§ **Task details**
Images are to be dropped, and the rest of the data reproduced exactly.

Photo-based referring expression data:

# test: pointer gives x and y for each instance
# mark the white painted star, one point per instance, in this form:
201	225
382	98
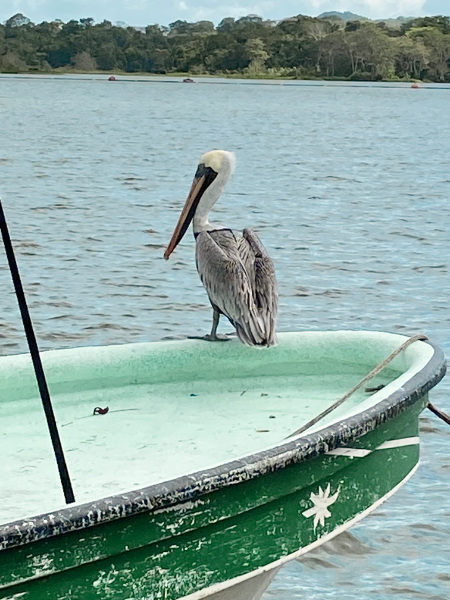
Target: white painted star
321	502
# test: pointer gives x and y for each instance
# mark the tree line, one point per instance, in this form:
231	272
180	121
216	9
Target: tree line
298	47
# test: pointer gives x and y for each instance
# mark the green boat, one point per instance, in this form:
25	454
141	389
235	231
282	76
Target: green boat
189	482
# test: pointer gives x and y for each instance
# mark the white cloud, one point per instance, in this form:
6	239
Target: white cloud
375	9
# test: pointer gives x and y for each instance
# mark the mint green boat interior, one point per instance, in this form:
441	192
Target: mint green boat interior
177	408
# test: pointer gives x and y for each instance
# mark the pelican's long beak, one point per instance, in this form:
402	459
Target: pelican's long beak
202	180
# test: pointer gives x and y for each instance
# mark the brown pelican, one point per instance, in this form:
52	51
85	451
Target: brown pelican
236	271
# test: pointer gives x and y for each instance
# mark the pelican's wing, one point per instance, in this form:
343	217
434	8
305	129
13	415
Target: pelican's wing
261	270
228	285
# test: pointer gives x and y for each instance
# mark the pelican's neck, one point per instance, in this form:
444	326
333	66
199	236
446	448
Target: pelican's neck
209	198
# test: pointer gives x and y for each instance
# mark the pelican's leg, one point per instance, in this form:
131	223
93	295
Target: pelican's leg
213	336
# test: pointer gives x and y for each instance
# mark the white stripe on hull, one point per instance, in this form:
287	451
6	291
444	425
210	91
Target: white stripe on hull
360	452
238	588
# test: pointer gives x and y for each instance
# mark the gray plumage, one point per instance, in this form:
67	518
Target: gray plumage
240	280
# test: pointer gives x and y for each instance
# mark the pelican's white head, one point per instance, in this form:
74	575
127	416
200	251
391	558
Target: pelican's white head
214	170
220	161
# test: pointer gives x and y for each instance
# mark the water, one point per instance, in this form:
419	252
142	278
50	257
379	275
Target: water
348	186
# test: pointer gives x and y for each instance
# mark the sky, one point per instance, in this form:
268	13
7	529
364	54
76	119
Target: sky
163	12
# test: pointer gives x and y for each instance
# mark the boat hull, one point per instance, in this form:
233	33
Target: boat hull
222	533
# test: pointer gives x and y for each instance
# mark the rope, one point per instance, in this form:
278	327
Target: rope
375	371
441	414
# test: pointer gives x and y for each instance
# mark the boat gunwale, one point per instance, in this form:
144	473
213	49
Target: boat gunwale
188	488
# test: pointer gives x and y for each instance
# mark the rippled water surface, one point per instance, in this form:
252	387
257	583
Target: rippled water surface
349	188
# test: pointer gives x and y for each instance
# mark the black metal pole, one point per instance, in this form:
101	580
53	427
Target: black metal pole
34	351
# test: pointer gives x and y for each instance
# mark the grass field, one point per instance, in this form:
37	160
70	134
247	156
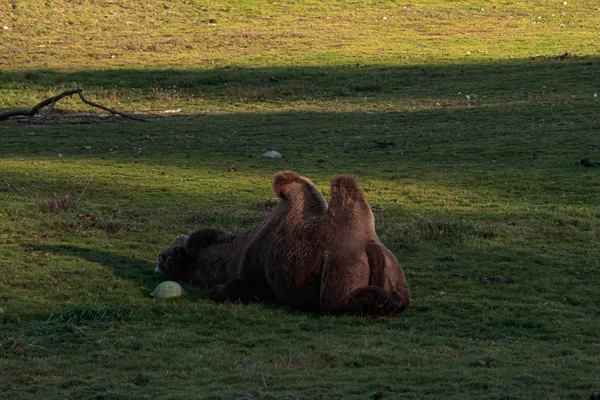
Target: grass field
460	119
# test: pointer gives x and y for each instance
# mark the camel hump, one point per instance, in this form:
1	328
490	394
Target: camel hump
346	186
202	238
283	179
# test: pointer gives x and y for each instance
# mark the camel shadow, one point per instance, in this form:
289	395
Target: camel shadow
124	267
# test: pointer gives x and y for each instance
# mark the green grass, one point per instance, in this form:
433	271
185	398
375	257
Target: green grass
482	199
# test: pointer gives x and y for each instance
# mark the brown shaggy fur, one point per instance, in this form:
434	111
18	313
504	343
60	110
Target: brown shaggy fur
360	275
304	255
321	258
281	253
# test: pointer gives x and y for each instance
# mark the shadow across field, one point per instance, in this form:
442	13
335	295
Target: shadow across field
126	267
288	85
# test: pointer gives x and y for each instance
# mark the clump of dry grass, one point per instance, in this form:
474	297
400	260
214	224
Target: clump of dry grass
58	204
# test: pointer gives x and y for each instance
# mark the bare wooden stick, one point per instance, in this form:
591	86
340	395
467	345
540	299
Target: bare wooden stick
91	103
45	114
37	107
52	101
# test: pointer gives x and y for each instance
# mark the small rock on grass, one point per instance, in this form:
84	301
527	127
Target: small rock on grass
272	154
588	162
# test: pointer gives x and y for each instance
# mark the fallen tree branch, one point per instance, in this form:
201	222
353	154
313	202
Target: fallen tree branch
52	101
45	114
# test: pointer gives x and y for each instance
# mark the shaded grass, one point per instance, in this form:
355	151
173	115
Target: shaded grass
483	200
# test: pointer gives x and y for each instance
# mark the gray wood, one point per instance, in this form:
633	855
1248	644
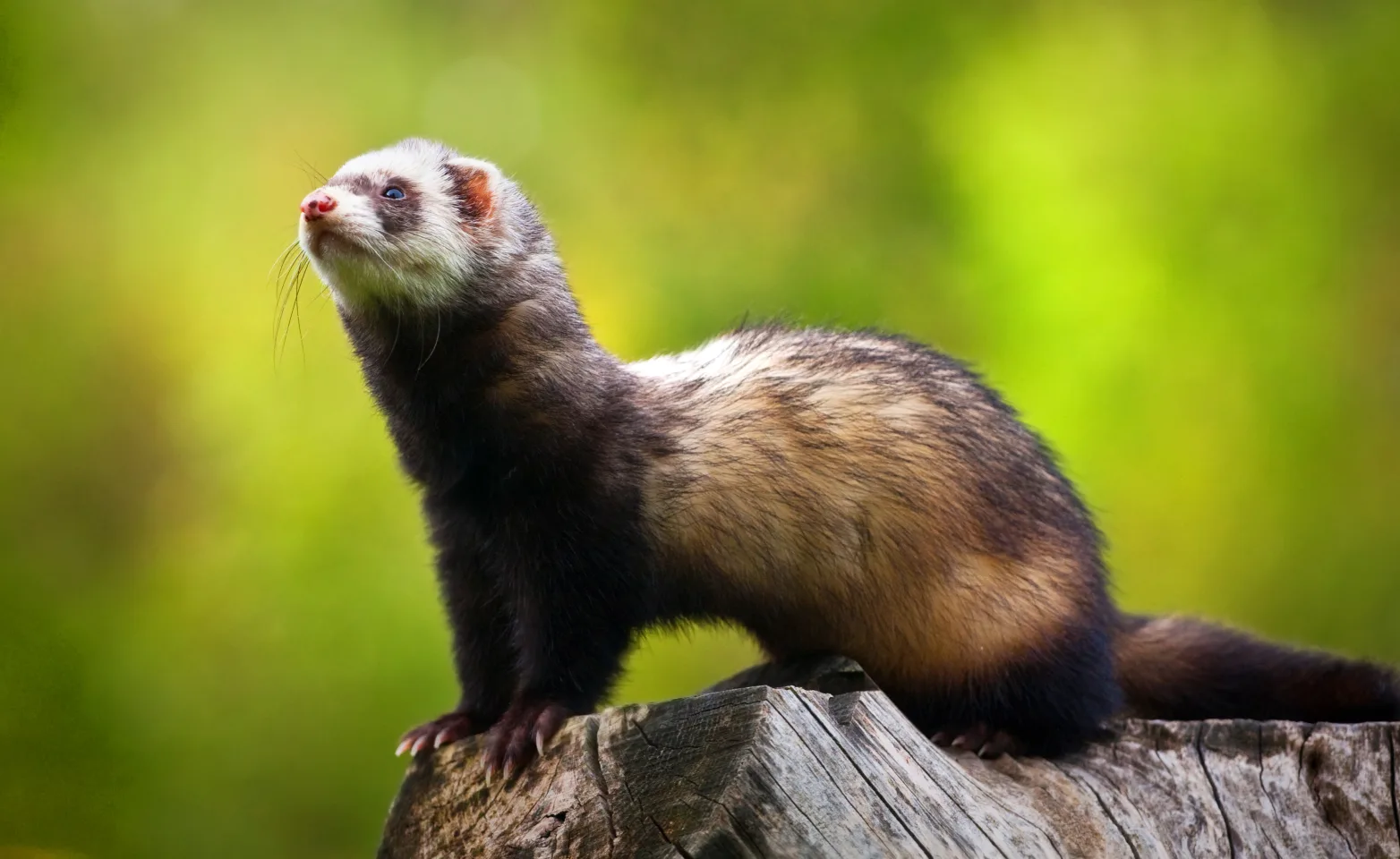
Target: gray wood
834	770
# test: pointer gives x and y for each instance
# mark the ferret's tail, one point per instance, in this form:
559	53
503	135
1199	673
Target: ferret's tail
1178	668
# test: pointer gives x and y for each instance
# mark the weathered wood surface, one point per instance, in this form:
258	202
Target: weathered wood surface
762	771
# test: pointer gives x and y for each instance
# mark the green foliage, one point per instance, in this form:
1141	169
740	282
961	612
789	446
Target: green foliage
1168	233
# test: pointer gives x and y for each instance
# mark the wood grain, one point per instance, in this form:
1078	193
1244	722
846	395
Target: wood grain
762	771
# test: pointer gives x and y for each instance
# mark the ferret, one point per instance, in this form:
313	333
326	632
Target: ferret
828	491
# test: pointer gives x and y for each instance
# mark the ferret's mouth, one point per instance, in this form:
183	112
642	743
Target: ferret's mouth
325	240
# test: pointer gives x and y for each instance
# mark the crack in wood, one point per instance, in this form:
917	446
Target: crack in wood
794	772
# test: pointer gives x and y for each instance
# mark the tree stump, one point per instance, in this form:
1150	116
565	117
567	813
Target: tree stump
834	770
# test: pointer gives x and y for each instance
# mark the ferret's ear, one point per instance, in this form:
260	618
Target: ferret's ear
472	191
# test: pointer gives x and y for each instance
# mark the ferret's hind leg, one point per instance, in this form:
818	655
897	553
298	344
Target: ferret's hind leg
1047	704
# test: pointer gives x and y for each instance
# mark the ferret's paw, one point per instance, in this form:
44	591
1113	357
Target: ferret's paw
982	739
520	735
439	732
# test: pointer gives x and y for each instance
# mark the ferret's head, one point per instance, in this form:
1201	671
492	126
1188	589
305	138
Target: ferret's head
414	224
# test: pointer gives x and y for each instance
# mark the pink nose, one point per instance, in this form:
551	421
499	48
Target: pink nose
317	205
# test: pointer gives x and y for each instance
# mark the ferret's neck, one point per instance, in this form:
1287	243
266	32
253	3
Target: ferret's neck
479	394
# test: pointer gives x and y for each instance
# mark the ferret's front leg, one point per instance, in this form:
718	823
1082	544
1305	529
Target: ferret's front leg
576	612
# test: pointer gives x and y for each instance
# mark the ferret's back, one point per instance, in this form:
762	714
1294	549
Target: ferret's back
868	483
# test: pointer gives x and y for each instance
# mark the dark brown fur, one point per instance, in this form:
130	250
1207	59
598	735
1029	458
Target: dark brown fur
829	491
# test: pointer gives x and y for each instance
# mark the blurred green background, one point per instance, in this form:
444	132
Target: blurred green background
1168	231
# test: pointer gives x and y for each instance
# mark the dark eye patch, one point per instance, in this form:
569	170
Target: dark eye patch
397	215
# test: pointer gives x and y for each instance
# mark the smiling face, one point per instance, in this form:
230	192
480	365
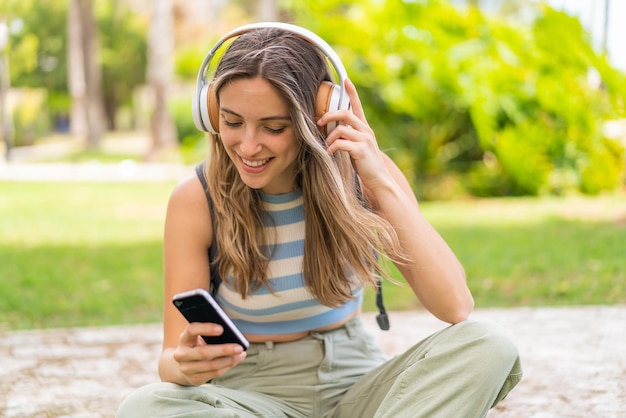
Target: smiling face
258	134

§ **Result of this task**
# test: pointer gives x and y for each instance
# mark the white painted star, one point per instance, in this form:
201	225
382	98
Target: white painted star
321	502
# test: pointer gives x and y for each instance
# mark the tree line, one point per instance, in this form:
231	272
180	121
216	9
Target: tree line
298	47
# test: pointer gives x and y for each instance
# mark the green boat, one point per instance, in this form:
25	454
141	389
235	231
282	76
Target: green boat
189	482
# test: pointer gives x and y for each instance
# mark the white cloud, one point per instance, in this form:
6	239
Target: white cloud
375	9
# test: pointer gives x and y for each instance
# mark the mint green boat interior, one point per instance, in this form:
441	192
Target: mint green boat interior
177	408
# test: pointer gives x and y for each instance
# mark the pelican's long beak, one point per instance, in this form:
402	459
Target: pelican's long beak
202	180
# test: pointer gives x and y for each instance
# mark the brown pelican, one point per instance, in this form:
52	51
85	451
Target: brown pelican
236	271
# test: pointer gives x and y for each instance
# mark the pelican's wing, one point per instance, in this form:
343	217
434	8
305	129
13	415
Target: pelican's wing
261	270
228	285
# test: pointer gives x and y for each instance
# mark the pelican's neck, one point per instance, in this form:
444	326
333	66
199	236
446	448
Target: pelican's neck
209	198
# test: pointer gives x and y for each instance
# mark the pelican's leg, one point per instance, in this form:
131	223
93	295
Target: pelican's leg
213	336
# test: pointer gives x and y for each instance
# mark the white stripe on hull, one point per instance, in this form:
287	451
6	291
444	425
210	91
Target: white stripe on hull
360	452
238	588
# test: pointer gives x and y for each instance
# mark the gray plumage, one point per instance, in this form:
67	518
Target: gray plumage
240	280
# test: pointer gives x and y for each instance
# mark the pelican's white head, one point per instance, in this form:
74	575
127	416
200	251
391	558
Target: pelican's white head
214	170
220	161
# test: pointer gives x and y for each instance
# mark the water, one point per instance, in this form:
419	252
142	278
50	257
379	275
Target: water
348	186
# test: pointer gives x and y for each instance
# mark the sky, one point per instance, in this form:
268	13
7	529
364	54
76	119
Target: sky
163	12
# test: pointer gives x and y for each instance
# mark the boat hull, one point per instance, in this form:
233	33
Target: boat hull
222	533
# test: pointer gives x and y for each instance
# mark the rope, one point per instance, in this form:
278	327
Target: rope
375	371
441	414
# test: pointer gives x and y for each instance
# mark the boat gunwale, one point per instance, in this form:
144	473
213	49
Target: boat gunwale
188	488
# test: pointer gives x and y for each instance
# mark the rippled water surface, one point per instance, in this form:
252	387
257	583
Target: rippled water surface
349	188
# test: pointer gives x and y for each instance
# mark the black metal pole, one point per instance, in this form:
101	580
53	427
Target: black metal pole
34	351
# test: pointer gives x and y for each instance
# mark the grass field, one point per instance, in this form:
37	160
70	134
247	156
Target: grass field
460	119
# test: pointer gives x and y for each instance
# mark the camel hump, one point per instance, in this form:
1	328
490	394
Target: camel hump
346	186
202	238
283	179
# test: pointer gives x and y for each instance
# mark the camel shadow, one point per instance, in this form:
289	395
Target: camel shadow
124	267
# test: pointer gives x and y for each instance
# mark the green grass, one point per instance, in this form:
433	271
185	398
375	257
Target: green grass
482	199
# test: pointer gives x and y for each instance
# mark the brown shaggy fur, one point per instance, in this form:
434	111
18	313
504	343
60	110
Target: brown shaggy fur
360	275
304	255
321	258
281	253
# test: pointer gives x and y for each instance
# mark the shadow across field, one point per instance, in this form:
442	13
335	295
Target: shadow across field
126	267
288	85
# test: pointer gives x and y for each instance
# mark the clump of dry grass, one point per instance, in this form:
474	297
400	260
214	224
Target: clump of dry grass
58	204
# test: pointer gives x and y for each instance
# mark the bare wooden stick, one point per instance, in this form:
591	86
340	395
467	345
540	299
Target: bare wooden stick
91	103
45	114
37	107
52	101
# test: pointer gives x and y for each instance
# mark the small rock on grass, one point per instance, in this form:
84	301
527	127
Target: small rock on grass
272	154
588	162
# test: pointer gives x and y for each instance
# mark the fallen tree branch, one point per instance, in this form:
201	222
353	154
313	202
Target: fallen tree branch
52	101
45	114
# test: pointer gives x and y for each instance
# mark the shaded grass, one point per instance, in this form:
355	151
173	115
Target: shaded grass
483	200
# test: pointer gives x and y for each instance
# mark the gray wood, one point per instance, in this form:
633	855
1248	644
Target: gray wood
834	770
# test: pointer gives x and y for each instance
# mark the ferret's tail, one point per instance, in this form:
559	53
503	135
1199	673
Target: ferret's tail
1178	668
# test: pointer gives x and y for each instance
# mark the weathered wood surface, one point per instance, in this form:
258	202
Target: weathered wood surface
762	771
# test: pointer gives x and y for each instance
# mark the green foliage, one point per instance, in this form:
1141	169
740	282
961	612
789	446
Target: green foliage
1168	233
# test: pointer gives x and y for each instance
# mark the wood grain, one point per instance, in this form:
1078	193
1244	722
846	395
Target: wood grain
762	771
# test: pointer gives x and y for each instance
# mark the ferret, one point per instance, in this form:
313	333
326	632
Target: ferret
828	491
# test: pointer gives x and y for each instance
# mark the ferret's mouth, one point per instance, in this form:
183	112
642	743
Target: ferret's mouth
325	240
# test: pointer gives x and y for each instance
# mark the crack in wood, one point per instance, in this form:
917	446
Target: crack in wood
794	772
# test: pointer gives x and y for each instance
# mark the tree stump, one point per instance, in this form:
1150	116
565	117
567	813
Target: tree stump
834	770
# test: pointer gives x and y for each instance
# mark the ferret's ear, one point per instance, in this form:
260	618
Target: ferret's ear
472	191
# test: pointer gives x and y for each instance
# mark the ferret's hind leg, one point per instance, in this form:
818	655
897	553
298	344
Target: ferret's hind leg
1047	704
# test: pointer gives x and y for each instance
# mark the ferret's paw, one point per instance, in this form:
44	591
1113	357
Target: ferret's paw
982	739
520	735
439	732
# test: pointer gives x and y for each instance
# mark the ferret's head, one point per instance, in this form:
1201	671
492	126
1188	589
305	138
Target: ferret's head
414	224
# test: pointer gives x and y for each instance
# mark the pink nose, one point per instance, in this form:
551	421
499	48
Target: pink nose
317	205
# test: pointer gives x and y for each instance
# mark the ferret's neck, one point per instance, in this form:
1287	243
266	32
253	3
Target: ferret's neck
479	394
# test: pointer gives x and y for each instance
# mark the ferret's front leg, one point per instance, in this form:
718	823
1082	544
1305	529
Target: ferret's front leg
576	612
# test: pointer gives x and y for each instance
# mark the ferret's back, one point per instance, in this form:
762	714
1294	549
Target: ferret's back
868	483
# test: pointer gives x and y for each instance
# mark the dark brown fur, one point per instance, in this form:
130	250
1207	59
598	735
1029	458
Target: dark brown fur
829	491
# test: pointer gives x and y for each instance
# mark the blurred green background, one point per instance, in this form:
444	132
Target: blurred green background
1168	231
# test: pointer gives x and y for each instance
# mark the dark eye patch, one point per instance, in this form:
569	170
Target: dark eye patch
397	215
# test: pointer gives x and y for each instance
# mark the smiling face, one point per instance, in this form:
230	192
480	365
Target: smiling face
258	134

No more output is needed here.